[Records excerpted from a collection]

※ ※ ※

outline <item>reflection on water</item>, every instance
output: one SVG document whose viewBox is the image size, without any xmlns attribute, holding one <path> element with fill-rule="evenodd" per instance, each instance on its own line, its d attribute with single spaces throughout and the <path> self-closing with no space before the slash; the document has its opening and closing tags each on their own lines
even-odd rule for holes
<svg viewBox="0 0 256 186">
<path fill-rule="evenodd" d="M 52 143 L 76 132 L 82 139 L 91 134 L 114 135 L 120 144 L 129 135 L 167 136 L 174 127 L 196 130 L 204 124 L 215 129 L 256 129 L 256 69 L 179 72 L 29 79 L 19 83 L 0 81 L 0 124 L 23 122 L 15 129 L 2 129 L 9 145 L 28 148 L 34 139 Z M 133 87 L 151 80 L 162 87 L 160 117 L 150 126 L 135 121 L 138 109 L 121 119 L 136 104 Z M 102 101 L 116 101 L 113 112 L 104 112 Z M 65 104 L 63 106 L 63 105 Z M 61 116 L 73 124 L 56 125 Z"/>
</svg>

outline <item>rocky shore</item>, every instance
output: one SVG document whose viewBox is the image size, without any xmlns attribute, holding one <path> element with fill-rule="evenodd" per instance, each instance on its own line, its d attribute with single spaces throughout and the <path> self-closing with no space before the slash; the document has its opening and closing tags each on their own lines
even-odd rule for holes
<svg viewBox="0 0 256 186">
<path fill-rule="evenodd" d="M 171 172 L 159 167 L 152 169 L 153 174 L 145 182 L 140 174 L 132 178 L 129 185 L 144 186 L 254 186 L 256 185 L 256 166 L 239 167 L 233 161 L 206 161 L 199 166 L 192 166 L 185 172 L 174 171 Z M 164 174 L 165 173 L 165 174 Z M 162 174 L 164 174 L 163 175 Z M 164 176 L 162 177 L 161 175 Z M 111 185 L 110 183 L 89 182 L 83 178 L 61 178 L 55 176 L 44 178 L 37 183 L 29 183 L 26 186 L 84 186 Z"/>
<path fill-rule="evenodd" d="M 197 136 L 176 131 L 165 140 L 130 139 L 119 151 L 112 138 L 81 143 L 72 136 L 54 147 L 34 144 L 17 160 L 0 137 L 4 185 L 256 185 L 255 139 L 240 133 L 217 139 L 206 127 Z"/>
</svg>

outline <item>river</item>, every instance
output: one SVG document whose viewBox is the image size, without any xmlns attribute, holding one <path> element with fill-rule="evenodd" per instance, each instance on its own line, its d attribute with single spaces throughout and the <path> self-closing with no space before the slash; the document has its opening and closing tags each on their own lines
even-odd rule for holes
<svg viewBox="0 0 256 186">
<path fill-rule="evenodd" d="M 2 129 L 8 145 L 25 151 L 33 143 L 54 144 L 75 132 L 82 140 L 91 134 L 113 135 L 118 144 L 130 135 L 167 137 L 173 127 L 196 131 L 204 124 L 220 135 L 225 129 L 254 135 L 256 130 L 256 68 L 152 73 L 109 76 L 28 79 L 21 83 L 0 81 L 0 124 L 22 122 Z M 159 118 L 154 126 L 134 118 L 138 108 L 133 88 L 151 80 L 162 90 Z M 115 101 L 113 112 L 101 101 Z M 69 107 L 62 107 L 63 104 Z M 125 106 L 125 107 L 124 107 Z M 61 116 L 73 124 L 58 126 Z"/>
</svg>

※ ※ ※

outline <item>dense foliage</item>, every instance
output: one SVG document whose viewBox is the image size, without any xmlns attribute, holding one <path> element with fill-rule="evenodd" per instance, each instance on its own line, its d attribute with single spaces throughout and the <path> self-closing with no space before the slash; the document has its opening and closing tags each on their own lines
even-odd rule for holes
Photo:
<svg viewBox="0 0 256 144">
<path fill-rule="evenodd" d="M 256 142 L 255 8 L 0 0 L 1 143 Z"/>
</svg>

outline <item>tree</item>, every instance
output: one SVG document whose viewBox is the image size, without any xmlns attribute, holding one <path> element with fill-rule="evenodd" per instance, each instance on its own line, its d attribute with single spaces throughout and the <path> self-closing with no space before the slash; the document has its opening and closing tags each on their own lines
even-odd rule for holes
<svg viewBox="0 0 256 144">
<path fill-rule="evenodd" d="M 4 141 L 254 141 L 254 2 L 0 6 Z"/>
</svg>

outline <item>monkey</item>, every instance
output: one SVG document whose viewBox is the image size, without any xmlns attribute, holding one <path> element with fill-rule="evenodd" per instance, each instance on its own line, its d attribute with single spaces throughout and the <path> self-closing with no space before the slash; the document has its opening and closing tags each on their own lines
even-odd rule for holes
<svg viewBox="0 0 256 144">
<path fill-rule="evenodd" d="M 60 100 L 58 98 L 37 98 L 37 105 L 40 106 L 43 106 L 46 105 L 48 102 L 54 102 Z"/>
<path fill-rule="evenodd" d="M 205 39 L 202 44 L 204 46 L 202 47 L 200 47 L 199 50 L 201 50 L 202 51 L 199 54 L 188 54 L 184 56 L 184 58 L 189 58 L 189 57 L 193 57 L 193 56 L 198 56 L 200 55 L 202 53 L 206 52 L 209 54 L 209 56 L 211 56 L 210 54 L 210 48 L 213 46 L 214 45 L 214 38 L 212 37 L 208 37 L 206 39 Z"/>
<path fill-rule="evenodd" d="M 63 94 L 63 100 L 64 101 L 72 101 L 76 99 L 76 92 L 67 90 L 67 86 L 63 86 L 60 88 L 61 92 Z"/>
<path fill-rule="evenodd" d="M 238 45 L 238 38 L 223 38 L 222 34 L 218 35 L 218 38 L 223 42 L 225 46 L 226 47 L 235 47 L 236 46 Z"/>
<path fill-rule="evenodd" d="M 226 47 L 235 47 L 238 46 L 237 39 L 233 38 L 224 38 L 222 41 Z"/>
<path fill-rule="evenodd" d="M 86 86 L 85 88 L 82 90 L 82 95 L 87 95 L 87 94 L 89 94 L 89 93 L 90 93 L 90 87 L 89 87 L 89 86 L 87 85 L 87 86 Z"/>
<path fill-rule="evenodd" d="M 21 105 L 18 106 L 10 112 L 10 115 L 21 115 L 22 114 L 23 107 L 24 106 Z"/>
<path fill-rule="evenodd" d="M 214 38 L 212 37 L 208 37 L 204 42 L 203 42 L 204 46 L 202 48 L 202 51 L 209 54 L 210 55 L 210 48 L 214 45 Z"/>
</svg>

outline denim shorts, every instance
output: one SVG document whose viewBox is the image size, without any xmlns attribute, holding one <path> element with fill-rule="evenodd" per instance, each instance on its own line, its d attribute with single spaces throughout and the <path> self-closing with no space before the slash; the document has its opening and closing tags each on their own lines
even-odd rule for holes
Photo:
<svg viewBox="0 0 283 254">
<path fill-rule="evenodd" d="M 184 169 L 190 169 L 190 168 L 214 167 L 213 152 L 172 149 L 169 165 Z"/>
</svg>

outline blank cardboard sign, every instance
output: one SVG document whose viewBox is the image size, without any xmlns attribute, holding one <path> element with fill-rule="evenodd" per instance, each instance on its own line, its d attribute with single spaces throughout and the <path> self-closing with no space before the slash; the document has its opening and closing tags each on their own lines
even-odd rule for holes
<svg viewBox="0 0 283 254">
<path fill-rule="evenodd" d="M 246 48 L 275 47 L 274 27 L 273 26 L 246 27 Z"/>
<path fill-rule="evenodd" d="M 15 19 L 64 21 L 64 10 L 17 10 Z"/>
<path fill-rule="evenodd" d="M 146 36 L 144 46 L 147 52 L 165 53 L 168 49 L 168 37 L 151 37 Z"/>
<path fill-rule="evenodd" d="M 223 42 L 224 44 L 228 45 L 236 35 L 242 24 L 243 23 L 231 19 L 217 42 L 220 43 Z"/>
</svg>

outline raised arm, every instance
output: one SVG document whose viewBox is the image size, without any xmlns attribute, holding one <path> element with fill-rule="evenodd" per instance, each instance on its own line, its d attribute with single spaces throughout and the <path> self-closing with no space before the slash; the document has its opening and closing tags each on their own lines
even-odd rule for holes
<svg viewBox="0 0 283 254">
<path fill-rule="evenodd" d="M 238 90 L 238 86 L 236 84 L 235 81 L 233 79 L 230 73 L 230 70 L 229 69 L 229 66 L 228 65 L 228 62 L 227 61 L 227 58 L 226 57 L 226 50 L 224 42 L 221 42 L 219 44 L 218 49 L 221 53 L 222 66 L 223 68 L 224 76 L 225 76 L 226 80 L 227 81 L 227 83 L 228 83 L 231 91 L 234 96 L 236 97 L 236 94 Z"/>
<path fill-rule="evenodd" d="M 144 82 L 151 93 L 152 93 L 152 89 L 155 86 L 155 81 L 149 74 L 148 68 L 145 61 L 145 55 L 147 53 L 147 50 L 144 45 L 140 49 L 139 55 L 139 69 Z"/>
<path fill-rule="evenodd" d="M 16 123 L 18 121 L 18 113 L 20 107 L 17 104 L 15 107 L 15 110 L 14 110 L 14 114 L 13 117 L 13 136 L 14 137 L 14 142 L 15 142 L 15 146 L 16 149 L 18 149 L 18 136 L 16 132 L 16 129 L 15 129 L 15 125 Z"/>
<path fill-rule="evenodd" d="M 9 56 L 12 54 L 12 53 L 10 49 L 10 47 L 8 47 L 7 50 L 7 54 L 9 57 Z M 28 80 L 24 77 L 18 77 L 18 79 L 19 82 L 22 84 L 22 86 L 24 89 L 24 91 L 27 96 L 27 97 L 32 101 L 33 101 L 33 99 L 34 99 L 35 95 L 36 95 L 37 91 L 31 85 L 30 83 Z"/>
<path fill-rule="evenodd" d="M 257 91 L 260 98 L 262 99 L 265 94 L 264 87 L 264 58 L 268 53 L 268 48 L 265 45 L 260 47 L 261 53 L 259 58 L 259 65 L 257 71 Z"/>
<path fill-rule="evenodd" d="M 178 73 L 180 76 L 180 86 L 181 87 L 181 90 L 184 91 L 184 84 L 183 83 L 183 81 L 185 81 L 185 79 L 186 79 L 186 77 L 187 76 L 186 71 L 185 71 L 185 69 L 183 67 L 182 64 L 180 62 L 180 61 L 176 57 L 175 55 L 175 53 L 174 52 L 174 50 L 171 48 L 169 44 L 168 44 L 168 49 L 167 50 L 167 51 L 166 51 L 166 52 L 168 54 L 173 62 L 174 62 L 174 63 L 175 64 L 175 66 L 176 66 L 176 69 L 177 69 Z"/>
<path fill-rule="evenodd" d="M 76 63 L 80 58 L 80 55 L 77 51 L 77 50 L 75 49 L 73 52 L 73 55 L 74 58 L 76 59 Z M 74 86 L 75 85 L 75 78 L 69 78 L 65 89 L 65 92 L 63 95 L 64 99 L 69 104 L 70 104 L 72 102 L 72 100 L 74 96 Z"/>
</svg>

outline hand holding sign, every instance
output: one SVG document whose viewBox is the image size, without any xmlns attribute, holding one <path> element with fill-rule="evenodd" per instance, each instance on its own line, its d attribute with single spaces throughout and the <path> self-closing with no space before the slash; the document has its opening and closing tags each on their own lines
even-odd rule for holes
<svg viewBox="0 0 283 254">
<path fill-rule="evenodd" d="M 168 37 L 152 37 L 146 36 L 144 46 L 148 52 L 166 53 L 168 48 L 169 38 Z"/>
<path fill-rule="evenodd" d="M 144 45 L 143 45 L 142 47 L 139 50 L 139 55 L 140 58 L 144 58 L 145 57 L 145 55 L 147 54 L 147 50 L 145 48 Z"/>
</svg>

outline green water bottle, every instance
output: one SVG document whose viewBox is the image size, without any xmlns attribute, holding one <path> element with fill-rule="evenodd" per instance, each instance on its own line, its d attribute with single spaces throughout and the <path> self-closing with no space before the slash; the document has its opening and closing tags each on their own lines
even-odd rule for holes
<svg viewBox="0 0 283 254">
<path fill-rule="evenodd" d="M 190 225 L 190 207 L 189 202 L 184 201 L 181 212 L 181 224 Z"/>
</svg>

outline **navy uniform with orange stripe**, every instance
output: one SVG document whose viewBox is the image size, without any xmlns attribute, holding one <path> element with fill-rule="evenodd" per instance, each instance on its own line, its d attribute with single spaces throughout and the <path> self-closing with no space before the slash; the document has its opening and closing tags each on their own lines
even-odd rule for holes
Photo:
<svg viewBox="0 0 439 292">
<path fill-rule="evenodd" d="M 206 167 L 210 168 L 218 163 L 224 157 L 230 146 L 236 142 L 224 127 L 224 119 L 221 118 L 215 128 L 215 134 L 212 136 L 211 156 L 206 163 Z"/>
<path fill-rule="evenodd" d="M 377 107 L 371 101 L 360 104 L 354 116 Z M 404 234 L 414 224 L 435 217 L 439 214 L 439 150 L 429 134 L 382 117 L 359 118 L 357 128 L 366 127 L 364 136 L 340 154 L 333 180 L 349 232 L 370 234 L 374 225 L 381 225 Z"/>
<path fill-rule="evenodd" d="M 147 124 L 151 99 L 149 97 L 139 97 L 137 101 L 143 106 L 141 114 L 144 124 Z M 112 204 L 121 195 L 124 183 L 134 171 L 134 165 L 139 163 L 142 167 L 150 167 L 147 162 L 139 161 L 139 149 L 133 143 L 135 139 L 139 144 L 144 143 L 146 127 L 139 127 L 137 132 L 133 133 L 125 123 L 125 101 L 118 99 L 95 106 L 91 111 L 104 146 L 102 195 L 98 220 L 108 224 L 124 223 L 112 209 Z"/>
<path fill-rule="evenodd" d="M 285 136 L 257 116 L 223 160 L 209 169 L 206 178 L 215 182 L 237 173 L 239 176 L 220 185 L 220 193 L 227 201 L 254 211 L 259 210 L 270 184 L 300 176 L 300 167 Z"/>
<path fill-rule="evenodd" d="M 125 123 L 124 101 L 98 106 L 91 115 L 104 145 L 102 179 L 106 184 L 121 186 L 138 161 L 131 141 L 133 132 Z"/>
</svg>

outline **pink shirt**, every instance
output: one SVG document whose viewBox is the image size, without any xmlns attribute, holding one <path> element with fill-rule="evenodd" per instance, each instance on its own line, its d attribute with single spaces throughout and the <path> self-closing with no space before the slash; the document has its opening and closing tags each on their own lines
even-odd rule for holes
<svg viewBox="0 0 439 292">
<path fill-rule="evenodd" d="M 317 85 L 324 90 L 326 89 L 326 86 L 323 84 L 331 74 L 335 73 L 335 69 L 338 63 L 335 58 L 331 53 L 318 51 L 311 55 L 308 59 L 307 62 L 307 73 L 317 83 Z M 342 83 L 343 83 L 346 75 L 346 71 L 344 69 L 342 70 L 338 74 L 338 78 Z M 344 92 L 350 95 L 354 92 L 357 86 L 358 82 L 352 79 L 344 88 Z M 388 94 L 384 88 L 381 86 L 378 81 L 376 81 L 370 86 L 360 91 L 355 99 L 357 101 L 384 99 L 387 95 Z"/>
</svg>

※ ※ ※

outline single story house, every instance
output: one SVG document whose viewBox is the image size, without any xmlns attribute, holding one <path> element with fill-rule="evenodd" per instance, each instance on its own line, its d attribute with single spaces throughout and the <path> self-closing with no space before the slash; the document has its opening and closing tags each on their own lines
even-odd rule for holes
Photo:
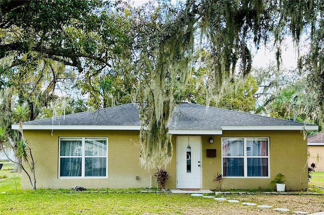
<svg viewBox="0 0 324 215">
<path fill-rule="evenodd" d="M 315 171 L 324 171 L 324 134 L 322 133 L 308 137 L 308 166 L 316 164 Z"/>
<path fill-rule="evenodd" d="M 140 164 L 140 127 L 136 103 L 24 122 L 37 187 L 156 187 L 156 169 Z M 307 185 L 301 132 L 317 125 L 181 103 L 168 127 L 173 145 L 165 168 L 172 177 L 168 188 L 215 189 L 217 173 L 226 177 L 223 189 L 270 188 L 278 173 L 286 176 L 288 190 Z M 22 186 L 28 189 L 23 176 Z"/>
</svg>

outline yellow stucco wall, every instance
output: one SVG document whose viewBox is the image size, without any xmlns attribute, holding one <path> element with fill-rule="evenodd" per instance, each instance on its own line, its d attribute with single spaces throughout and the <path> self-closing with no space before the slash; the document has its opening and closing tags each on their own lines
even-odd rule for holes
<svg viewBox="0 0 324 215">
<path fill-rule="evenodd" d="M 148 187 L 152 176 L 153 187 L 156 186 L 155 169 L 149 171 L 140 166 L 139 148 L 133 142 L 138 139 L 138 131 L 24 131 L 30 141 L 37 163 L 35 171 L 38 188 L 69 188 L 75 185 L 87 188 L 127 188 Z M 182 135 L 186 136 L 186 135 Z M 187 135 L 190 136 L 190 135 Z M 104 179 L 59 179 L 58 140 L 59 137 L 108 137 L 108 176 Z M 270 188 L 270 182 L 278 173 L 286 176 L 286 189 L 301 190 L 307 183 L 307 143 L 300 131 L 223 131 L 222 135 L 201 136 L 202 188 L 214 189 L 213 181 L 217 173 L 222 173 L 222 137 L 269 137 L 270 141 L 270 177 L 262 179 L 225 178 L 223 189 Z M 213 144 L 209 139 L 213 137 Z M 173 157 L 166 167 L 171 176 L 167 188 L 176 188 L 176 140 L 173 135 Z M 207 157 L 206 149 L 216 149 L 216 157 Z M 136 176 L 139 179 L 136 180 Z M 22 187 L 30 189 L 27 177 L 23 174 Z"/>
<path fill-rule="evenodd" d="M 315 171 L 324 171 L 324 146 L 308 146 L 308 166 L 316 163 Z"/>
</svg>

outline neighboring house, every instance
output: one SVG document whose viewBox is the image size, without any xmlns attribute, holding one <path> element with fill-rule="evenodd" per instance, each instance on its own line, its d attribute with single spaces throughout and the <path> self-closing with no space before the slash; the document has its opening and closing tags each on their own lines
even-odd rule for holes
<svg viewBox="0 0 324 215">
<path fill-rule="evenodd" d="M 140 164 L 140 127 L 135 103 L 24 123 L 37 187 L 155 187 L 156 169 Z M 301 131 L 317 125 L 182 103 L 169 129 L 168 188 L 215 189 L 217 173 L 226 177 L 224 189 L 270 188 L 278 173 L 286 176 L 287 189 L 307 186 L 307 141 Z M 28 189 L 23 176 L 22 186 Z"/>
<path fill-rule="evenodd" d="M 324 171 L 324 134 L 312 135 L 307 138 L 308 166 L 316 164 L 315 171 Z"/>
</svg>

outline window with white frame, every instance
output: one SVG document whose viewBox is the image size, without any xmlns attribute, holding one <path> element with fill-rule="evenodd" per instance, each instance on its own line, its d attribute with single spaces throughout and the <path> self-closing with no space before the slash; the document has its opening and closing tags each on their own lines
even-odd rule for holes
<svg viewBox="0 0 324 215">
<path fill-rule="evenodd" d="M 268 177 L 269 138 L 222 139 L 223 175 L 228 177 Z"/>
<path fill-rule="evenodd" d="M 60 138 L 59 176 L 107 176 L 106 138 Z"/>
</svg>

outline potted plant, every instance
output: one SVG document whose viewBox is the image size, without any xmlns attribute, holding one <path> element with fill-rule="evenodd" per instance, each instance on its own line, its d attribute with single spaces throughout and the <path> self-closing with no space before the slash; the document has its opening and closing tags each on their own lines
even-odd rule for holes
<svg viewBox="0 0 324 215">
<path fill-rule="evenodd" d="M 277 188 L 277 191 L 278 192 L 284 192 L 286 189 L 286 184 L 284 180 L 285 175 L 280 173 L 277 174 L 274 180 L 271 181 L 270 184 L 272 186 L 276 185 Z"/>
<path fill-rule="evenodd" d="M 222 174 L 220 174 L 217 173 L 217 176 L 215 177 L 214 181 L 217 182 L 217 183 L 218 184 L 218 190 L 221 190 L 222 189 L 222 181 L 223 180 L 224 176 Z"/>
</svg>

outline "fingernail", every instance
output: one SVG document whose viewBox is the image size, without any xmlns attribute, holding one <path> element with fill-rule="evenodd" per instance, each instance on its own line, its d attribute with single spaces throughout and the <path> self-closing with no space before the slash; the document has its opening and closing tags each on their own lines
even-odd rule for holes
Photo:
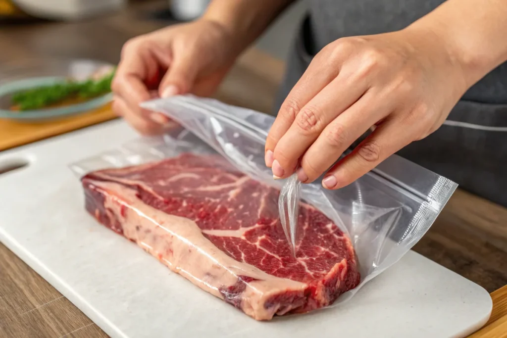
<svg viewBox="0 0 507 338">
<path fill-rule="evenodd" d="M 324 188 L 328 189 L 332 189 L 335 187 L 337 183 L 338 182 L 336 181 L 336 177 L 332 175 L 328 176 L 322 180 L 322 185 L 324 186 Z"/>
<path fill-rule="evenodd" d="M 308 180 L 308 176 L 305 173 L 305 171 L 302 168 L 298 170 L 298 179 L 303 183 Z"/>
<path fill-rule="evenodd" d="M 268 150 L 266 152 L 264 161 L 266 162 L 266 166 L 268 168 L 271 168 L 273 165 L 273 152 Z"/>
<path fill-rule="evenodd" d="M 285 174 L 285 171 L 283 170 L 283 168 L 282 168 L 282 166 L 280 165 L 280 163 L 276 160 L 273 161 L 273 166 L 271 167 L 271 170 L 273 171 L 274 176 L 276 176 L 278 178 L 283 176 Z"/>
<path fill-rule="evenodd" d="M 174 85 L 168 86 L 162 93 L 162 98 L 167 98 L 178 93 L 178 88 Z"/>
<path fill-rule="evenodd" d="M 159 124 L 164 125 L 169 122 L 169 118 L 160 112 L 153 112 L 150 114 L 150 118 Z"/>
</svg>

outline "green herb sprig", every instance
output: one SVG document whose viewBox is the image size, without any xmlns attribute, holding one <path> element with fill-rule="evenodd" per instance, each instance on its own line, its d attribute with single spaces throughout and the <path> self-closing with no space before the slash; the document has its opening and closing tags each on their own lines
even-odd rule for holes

※ ※ ※

* WORK TO COMPLETE
Extract every line of the records above that contains the string "item", treating uppercase and lowercase letters as distinct.

* CORRECT RESPONSE
outline <item>reflection on water</item>, every instance
outline <item>rocky shore</item>, every instance
outline <item>river</item>, every instance
outline <item>dense foliage</item>, every instance
outline <item>tree</item>, every instance
outline <item>monkey</item>, every instance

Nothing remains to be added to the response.